Geselecteerd fragment:
--

4.1.Vrijspraak
Ten aanzien van de feiten 1 en 2
Inleiding
De volgende feiten en omstandigheden kunnen op grond van de inhoud van het dossier als vaststaand worden aangemerkt. Deze feiten hebben op de terechtzitting niet ter discussie gestaan en kunnen zonder nadere motivering dienen als vertrekpunt voor de beoordeling van de bewijsvraag.
Op 6 april 2016 omstreeks 02.09 uur ontving de politiemeldkamer een melding dat er een incident gaande was aan [adres delict 1] te Rotterdam. Toen politieagenten naar [adres delict 1] reden, troffen zij op de [adres delict 2] , nabij [adres delict 1] , drie vechtende mannen aan, die vlakbij een zwarte BMW stonden. Twee mannen renden weg. De derde man had een zak over zijn hoofd en handboeien om zijn polsen. Hij bleek te zijn genaamd [naam slachtoffer 1] . [naam slachtoffer 1] verklaarde dat hij na een avond uit met zijn neef [naam slachtoffer 2] , die die nacht verbleef aan [adres delict 1] , de woning aan de [adres delict 2] was binnengegaan en daar was overvallen door twee gemaskerde mannen met vuurwapens. Zij hadden hem geslagen, geboeid en een zak over zijn hoofd gedaan. Nadat de telefoon van één van de daders was overgegaan, hoorde [naam slachtoffer 1] de stem aan de andere kant van de lijn zeggen “we hebben die andere ook te pakken, we moeten weg, neem hem mee”. De daders hebben [naam slachtoffer 1] vervolgens uit de woning naar de BMW gesleurd. Toen de politieagenten aan kwamen rijden, hebben de daders hem losgelaten en zijn weggerend. De BMW lieten de daders achter.

--

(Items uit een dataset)
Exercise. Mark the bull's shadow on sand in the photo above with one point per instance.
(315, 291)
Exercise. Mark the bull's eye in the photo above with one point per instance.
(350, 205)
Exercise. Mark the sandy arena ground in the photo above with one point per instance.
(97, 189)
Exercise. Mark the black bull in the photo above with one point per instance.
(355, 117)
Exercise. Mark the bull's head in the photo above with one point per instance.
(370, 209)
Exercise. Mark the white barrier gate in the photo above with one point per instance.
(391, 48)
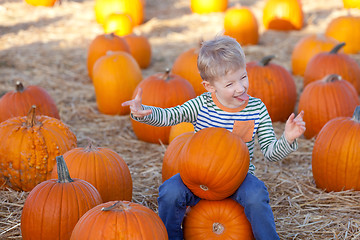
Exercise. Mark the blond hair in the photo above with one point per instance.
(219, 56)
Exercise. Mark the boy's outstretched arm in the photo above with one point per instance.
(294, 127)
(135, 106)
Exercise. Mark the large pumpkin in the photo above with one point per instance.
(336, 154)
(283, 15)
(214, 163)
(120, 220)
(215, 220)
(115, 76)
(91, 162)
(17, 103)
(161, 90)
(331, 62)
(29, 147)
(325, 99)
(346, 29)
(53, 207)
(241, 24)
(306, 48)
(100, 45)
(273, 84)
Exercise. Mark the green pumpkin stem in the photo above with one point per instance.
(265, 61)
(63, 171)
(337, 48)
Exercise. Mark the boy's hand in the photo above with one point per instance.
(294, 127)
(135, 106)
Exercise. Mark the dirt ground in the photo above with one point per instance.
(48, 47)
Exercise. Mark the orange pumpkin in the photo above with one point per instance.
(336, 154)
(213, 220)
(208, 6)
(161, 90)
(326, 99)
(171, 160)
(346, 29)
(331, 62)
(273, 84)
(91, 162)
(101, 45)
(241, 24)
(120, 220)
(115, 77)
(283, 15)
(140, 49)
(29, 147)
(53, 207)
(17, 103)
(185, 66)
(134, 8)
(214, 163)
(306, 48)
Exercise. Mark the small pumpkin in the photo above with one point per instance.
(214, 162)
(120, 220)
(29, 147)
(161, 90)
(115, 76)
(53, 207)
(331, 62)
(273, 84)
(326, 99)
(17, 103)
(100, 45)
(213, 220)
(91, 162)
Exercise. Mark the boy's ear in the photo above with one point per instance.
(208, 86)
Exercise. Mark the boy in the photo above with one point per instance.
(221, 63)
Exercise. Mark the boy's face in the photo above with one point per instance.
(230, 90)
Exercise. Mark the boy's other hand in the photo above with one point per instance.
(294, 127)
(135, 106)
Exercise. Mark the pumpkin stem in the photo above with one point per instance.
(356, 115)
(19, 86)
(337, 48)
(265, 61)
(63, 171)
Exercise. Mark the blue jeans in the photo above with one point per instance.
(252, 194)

--

Opdracht: Vertaal alsjeblieft de zin "Zij hadden hem geslagen, geboeid en een zak over zijn hoofd gedaan." uit het fragment over de overval in het Engels.

Uitkomst opdracht: They had beaten him, handcuffed him and put a bag over his head.